Dr. Nan Solomons Awarded Mini-Grant for Health Informatics Research
Dr. Nan Solomons, Health Informatics Practicum Coordinator, and Dr. Erin Hartigan, Associate Professor of Physical Therapy, were recently awarded a mini-grant by the University of New England’s Office of Sponsored Programs, for health informatics research.
The UNE mini-grant program provides funding to support faculty research and scholarship at the University of New England.
Nan, along with co-principal investigator, Dr. Erin Hartigan, Associate Professor in the Department of Physical Therapy, will use this grant to evaluate the following question: What are the barriers and facilitators to the adoption of and adherence to a criterion‐based rehabilitation progression program post Anterior Cruciate Ligament (ACL) reconstruction and subsequent effects on outcomes?
In short, Nan and Erin will look at how physical therapists (PTs) adherence to best practices may affect patients’ (athletes) return to sport.
To give some background on how this grant proposal came to be, Nan explained that her co-investigator Erin is a physical therapist as well as a lifelong athlete. As such, Erin is very interested in the rate at which athletes with an ACL injury return to sport. Nan and Erin will work with a local physical therapy practice to answer questions like, how quickly do patients with ACL injuries return to sport? Is the care plan tied to health outcomes?
Knowing that the way physical therapists utilize Electronic Medical Records (EMR) in patient care is a crucial piece of the puzzle, Erin recruited Nan to join the project. Nan’s background in health informatics and specifically EMR best practices and quality improvement will enable the team to evaluate the way the physical therapists at the practice use the EMR data to develop the plan of care for patients recovering from ACL surgery.
Nan will also analyze and build out pieces of the EMR that might be missing that prevents physical therapists from increasing the quality of their care plans post-ACL reconstruction. To explain how an EMR system might be lacking, Nan drew the comparison of working with an outdated EMR system as being similar to only having access to Notepad on your computer instead of Microsoft Word. “For example, imagine you had only Notepad on your computer and not Microsoft Word. You wouldn’t be able to bold any text or create bullet points or numbered lists, so you wouldn’t get the results you want.” Part of the research will involve analyzing gaps in the current EMR system that could be affecting patient care and outcomes.
Nan explained that the mini-grant will allow them to create a “proof of concept” through conducting the foundational research to see what needs to be figured out. Success with the mini-grant lays the groundwork to potentially later apply for future funding to conduct a more thorough investigation. Next month, the investigators will be presenting a poster on their preliminary findings at the Center on Health Services Training and Research (CoHSTAR) Conference in Boston.

******************************

## What is required
Answer these questions from the mini-grant article, giving each answer on its own numbered line:
1. Which office awarded the mini-grant?
2. What program did Nan compare working with an outdated EMR system to?
3. At what conference will the investigators present a poster next month?
The items have no connection to the mini-grant article.

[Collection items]
******************************

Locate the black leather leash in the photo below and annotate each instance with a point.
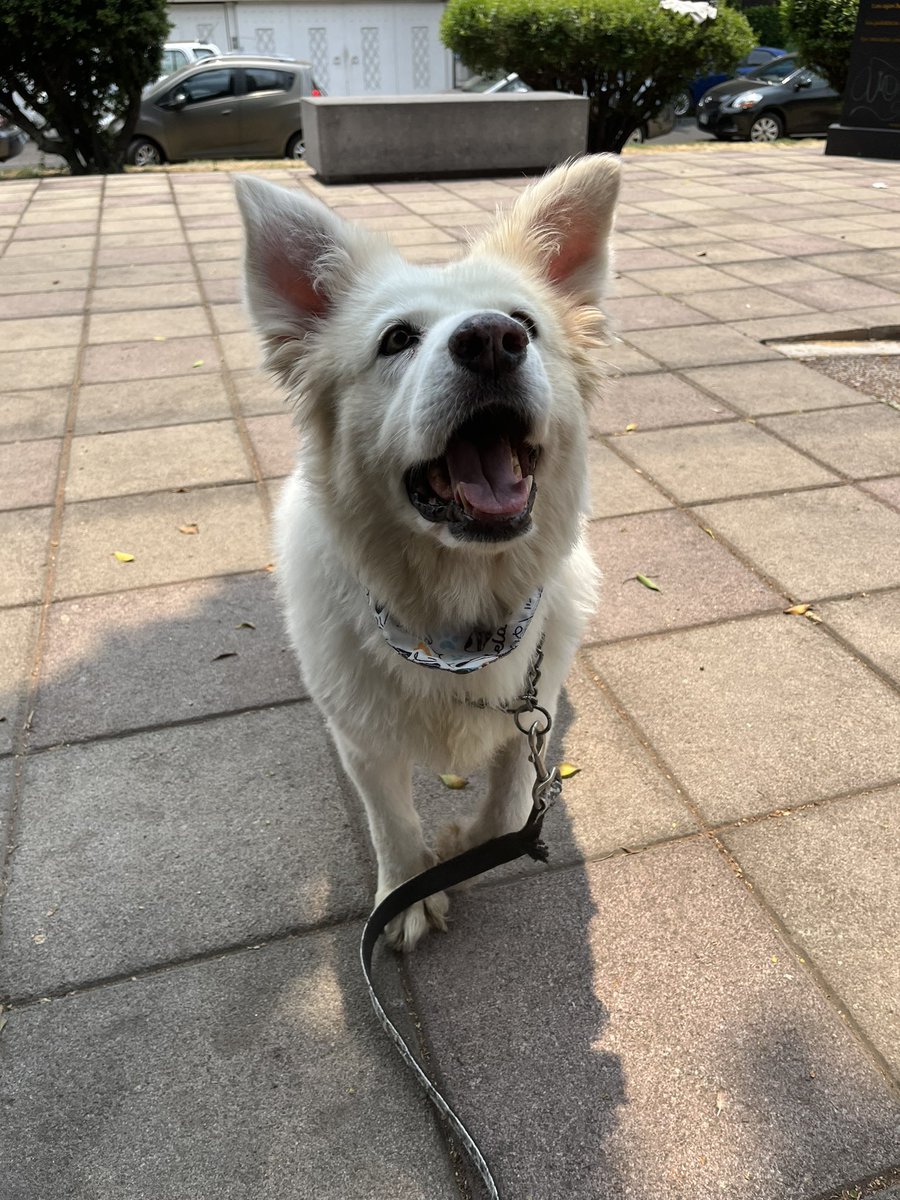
(505, 849)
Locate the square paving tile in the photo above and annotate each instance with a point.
(173, 843)
(204, 647)
(694, 346)
(43, 369)
(156, 459)
(696, 1059)
(233, 538)
(743, 303)
(227, 1078)
(651, 312)
(23, 535)
(144, 360)
(832, 874)
(828, 541)
(616, 487)
(258, 394)
(141, 403)
(757, 715)
(18, 628)
(148, 324)
(858, 442)
(653, 401)
(778, 387)
(276, 443)
(697, 577)
(702, 462)
(28, 471)
(870, 624)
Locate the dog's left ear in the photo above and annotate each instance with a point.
(299, 259)
(562, 226)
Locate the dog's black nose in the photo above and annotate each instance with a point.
(489, 343)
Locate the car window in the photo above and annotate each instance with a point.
(173, 60)
(208, 85)
(263, 79)
(778, 70)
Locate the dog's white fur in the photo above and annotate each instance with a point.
(322, 293)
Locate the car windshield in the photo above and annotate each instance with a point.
(777, 70)
(481, 83)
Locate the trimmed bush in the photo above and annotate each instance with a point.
(822, 31)
(71, 73)
(629, 57)
(766, 23)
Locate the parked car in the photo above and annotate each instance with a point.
(781, 100)
(490, 84)
(12, 139)
(177, 55)
(232, 107)
(687, 101)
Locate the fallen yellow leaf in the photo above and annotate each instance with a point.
(648, 583)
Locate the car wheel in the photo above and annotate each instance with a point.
(144, 153)
(682, 103)
(767, 127)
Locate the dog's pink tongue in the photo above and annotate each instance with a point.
(486, 478)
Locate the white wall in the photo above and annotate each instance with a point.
(357, 48)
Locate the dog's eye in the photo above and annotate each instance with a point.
(525, 319)
(399, 339)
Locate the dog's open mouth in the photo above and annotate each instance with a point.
(483, 485)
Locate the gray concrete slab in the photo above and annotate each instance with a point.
(637, 1029)
(258, 1074)
(832, 874)
(165, 845)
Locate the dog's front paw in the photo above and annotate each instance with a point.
(405, 930)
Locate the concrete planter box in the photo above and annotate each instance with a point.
(396, 137)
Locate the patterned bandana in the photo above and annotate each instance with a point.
(459, 652)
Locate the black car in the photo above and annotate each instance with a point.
(781, 100)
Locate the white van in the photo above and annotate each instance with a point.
(179, 54)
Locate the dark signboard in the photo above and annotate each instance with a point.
(870, 123)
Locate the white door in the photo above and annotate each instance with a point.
(202, 23)
(357, 49)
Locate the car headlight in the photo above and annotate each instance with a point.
(744, 100)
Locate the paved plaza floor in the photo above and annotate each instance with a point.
(700, 996)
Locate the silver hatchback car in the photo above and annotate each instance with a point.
(227, 107)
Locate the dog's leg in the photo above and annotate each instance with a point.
(385, 786)
(508, 804)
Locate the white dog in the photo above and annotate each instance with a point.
(432, 529)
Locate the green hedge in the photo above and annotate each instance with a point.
(822, 31)
(629, 57)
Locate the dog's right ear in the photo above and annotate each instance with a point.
(299, 258)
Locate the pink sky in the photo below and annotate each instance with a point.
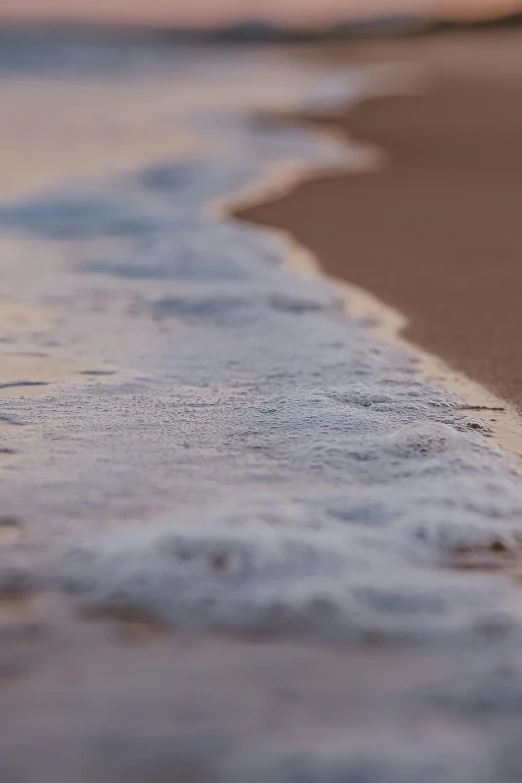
(194, 11)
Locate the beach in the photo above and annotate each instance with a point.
(242, 537)
(434, 231)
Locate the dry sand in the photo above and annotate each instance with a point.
(435, 232)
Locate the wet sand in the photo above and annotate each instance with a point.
(435, 232)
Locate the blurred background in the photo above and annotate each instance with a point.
(297, 13)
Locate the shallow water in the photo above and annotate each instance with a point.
(243, 541)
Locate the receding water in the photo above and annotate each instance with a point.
(262, 502)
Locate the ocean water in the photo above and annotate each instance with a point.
(243, 542)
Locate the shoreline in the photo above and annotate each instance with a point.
(273, 201)
(386, 323)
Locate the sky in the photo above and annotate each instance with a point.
(216, 11)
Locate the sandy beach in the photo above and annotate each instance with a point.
(435, 231)
(241, 540)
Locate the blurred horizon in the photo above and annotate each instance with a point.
(293, 13)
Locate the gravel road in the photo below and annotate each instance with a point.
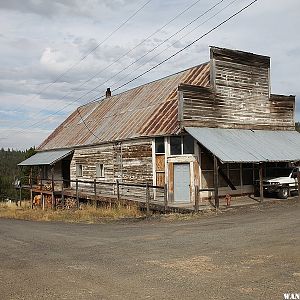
(251, 253)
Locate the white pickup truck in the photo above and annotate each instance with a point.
(284, 182)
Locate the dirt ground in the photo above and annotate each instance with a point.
(245, 253)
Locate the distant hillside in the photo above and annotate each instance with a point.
(9, 169)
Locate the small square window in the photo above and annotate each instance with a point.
(79, 170)
(175, 144)
(99, 170)
(159, 145)
(188, 144)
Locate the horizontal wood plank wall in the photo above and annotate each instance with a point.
(129, 162)
(239, 96)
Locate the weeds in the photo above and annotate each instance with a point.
(86, 214)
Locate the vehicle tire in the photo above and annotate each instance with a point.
(283, 193)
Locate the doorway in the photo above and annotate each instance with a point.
(182, 182)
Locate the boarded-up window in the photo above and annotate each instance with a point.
(188, 144)
(160, 178)
(160, 169)
(159, 145)
(99, 170)
(247, 174)
(207, 161)
(79, 170)
(207, 179)
(175, 145)
(160, 163)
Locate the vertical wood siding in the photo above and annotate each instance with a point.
(239, 96)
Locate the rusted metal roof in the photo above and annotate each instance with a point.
(242, 145)
(46, 158)
(147, 110)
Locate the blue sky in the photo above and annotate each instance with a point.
(40, 40)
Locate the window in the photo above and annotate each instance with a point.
(188, 144)
(79, 170)
(175, 145)
(159, 145)
(99, 170)
(182, 145)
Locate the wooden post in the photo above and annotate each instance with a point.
(216, 182)
(196, 198)
(165, 197)
(31, 198)
(261, 187)
(63, 195)
(20, 194)
(118, 190)
(95, 192)
(52, 188)
(77, 195)
(147, 200)
(31, 193)
(43, 201)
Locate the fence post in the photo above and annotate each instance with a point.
(31, 193)
(52, 188)
(62, 195)
(196, 198)
(147, 200)
(77, 195)
(95, 192)
(298, 182)
(43, 201)
(20, 194)
(118, 190)
(216, 182)
(165, 197)
(261, 186)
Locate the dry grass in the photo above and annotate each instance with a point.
(87, 214)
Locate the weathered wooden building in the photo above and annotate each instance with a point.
(208, 128)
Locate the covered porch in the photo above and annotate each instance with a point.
(231, 160)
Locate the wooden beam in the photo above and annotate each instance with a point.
(261, 187)
(298, 182)
(216, 182)
(226, 178)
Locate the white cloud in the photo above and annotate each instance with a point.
(41, 39)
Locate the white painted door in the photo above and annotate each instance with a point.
(182, 182)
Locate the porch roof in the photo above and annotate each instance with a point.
(241, 145)
(46, 158)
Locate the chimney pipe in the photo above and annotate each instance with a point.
(108, 93)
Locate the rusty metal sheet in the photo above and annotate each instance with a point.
(147, 110)
(242, 145)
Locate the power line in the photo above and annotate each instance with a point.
(187, 46)
(179, 51)
(118, 59)
(214, 15)
(144, 55)
(148, 52)
(176, 53)
(91, 51)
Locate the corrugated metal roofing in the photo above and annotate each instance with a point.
(45, 158)
(147, 110)
(240, 145)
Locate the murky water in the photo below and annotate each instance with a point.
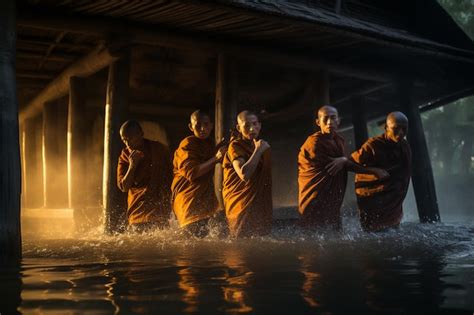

******************************

## Solution for this problem
1. The University of New England's Office of Sponsored Programs
2. Having only Notepad on your computer instead of Microsoft Word
3. The Center on Health Services Training and Research (CoHSTAR) Conference in Boston